** start of SOURCE DATA **

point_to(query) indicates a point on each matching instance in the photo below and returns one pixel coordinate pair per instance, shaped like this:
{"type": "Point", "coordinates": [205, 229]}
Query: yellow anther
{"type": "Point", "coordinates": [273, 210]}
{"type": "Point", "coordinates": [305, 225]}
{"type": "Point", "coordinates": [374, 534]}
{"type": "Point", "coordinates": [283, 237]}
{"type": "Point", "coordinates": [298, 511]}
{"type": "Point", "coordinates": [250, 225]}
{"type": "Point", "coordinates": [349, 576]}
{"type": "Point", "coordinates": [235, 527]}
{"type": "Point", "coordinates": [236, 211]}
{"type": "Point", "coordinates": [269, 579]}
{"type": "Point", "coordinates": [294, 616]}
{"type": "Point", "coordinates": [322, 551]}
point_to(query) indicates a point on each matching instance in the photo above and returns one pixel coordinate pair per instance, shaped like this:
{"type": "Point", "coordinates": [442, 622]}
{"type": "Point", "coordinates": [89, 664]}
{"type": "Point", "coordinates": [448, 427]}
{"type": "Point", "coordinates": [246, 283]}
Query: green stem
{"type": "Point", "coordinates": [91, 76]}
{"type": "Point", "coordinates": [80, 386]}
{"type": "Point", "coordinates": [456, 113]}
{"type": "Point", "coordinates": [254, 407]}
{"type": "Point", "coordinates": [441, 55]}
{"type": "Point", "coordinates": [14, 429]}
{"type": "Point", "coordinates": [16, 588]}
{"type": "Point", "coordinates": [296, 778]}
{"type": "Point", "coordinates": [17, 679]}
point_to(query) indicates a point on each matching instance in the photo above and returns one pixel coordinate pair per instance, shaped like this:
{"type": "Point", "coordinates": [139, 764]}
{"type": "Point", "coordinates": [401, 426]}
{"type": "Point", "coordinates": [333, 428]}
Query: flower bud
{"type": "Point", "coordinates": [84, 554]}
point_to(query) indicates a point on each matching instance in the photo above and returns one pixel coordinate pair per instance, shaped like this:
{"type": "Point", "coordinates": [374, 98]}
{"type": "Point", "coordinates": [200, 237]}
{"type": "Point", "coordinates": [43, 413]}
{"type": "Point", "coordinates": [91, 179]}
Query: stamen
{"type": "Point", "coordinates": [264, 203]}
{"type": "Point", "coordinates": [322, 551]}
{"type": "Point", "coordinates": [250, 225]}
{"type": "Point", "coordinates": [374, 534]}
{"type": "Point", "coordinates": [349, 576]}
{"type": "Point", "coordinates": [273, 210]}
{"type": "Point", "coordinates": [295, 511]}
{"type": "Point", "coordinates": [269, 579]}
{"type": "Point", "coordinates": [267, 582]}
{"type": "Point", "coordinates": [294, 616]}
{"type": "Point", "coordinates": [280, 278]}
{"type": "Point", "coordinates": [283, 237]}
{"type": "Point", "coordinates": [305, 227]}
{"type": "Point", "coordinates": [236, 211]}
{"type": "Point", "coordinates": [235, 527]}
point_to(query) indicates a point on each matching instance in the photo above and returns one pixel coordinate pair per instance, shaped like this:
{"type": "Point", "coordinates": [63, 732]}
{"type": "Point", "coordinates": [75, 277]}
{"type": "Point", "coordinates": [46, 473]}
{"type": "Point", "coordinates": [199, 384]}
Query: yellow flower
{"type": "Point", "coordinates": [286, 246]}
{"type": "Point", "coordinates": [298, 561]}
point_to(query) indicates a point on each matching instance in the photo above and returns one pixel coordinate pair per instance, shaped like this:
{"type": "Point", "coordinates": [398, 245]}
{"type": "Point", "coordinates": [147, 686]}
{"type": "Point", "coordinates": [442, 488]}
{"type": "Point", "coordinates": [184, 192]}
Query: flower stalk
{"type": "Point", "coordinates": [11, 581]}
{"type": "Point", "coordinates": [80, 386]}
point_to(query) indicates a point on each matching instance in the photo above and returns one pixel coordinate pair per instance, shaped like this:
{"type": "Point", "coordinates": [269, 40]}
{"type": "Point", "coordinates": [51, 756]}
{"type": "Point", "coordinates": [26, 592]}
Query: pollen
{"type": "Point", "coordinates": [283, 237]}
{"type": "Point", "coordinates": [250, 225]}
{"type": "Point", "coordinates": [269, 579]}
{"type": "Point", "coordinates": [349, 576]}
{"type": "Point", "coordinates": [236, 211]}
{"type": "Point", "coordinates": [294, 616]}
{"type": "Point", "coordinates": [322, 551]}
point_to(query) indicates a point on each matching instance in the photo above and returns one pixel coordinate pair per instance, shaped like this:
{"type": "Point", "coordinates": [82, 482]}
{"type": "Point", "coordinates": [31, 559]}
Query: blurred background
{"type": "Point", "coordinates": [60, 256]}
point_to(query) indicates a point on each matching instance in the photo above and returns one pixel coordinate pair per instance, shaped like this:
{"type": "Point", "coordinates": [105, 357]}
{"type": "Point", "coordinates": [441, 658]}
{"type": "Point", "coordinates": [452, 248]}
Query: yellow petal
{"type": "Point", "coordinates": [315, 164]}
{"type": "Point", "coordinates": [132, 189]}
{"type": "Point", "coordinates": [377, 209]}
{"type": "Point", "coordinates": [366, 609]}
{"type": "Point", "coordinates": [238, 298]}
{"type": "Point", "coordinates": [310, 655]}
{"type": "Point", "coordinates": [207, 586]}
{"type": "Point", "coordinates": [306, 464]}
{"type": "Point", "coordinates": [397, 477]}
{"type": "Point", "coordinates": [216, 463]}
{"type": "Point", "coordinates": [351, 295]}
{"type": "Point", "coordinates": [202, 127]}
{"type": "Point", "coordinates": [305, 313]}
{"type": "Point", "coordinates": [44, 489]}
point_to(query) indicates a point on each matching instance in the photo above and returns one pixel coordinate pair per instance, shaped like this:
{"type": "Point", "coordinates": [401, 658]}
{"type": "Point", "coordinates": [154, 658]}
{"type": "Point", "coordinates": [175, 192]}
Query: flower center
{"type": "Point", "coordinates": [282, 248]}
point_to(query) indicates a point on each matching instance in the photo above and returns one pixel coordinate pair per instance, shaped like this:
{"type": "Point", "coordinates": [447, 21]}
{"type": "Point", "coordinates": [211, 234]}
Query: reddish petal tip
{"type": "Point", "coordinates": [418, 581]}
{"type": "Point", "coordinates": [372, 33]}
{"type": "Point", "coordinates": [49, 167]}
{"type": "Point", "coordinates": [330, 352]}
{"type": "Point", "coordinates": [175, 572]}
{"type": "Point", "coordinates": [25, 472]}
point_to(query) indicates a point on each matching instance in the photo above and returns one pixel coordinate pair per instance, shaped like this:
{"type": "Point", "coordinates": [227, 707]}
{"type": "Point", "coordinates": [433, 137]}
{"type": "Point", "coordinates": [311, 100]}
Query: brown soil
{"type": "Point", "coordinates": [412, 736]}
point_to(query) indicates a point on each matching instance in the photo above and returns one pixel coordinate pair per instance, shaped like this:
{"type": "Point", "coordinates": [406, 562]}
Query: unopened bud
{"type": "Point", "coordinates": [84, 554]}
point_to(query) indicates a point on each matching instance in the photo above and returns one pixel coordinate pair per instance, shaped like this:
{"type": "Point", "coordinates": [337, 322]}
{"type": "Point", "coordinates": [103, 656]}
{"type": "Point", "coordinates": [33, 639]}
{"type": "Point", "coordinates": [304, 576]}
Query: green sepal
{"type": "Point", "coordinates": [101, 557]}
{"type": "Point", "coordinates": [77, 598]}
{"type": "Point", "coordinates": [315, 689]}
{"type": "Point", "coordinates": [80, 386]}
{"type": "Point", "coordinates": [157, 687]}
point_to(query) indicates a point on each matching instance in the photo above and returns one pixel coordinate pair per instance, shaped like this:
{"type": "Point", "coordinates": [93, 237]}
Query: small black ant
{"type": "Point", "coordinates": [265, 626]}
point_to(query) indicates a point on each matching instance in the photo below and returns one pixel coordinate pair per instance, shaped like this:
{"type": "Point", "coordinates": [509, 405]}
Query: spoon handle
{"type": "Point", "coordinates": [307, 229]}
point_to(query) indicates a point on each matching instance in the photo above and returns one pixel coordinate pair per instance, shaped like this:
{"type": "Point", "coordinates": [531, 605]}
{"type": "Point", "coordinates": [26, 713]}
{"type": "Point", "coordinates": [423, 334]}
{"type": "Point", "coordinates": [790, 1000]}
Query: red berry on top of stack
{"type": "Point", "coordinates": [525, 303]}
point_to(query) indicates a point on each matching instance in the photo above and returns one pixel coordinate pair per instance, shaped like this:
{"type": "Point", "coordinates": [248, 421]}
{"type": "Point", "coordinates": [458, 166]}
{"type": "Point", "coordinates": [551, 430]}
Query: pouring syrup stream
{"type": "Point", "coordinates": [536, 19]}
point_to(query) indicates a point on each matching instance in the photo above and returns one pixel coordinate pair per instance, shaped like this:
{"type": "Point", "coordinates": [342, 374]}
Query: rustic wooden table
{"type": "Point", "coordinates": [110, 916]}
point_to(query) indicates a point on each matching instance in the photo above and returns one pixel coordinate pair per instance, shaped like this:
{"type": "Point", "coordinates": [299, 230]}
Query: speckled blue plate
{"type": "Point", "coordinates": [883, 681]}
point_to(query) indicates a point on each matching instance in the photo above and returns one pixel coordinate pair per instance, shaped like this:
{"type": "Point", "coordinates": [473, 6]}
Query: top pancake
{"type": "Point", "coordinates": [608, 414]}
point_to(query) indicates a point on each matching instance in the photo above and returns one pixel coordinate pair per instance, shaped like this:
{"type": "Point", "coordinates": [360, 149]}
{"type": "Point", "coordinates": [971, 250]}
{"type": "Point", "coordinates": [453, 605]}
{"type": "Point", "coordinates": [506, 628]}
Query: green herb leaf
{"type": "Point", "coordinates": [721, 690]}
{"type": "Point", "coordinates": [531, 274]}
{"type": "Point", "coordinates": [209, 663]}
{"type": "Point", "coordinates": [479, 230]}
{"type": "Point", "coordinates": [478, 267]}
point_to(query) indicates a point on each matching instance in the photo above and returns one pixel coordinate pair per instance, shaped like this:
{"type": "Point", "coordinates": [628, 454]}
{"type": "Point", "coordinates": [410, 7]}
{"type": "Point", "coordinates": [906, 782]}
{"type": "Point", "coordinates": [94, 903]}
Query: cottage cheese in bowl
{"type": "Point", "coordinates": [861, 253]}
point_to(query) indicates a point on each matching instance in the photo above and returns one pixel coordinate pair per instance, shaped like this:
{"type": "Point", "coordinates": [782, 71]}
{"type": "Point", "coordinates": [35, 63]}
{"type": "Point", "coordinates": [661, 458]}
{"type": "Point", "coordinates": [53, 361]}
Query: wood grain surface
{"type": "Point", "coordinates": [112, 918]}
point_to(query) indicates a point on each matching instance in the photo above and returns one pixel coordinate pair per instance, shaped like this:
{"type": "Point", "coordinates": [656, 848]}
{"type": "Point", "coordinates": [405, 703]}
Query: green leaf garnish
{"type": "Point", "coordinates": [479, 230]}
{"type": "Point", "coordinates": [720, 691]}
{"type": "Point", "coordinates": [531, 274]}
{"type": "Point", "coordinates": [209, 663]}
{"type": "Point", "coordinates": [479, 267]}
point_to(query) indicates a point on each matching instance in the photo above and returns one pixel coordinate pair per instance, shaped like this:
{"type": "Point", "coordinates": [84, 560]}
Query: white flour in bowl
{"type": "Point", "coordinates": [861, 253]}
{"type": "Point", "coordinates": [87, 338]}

** end of SOURCE DATA **

• TASK STATEMENT
Please return each line from the listing above that contains the word "bowl". Treat uppercase and lowercase letters as different.

• FINISHED TASK
Query: cottage cheese in bowl
Query: white flour in bowl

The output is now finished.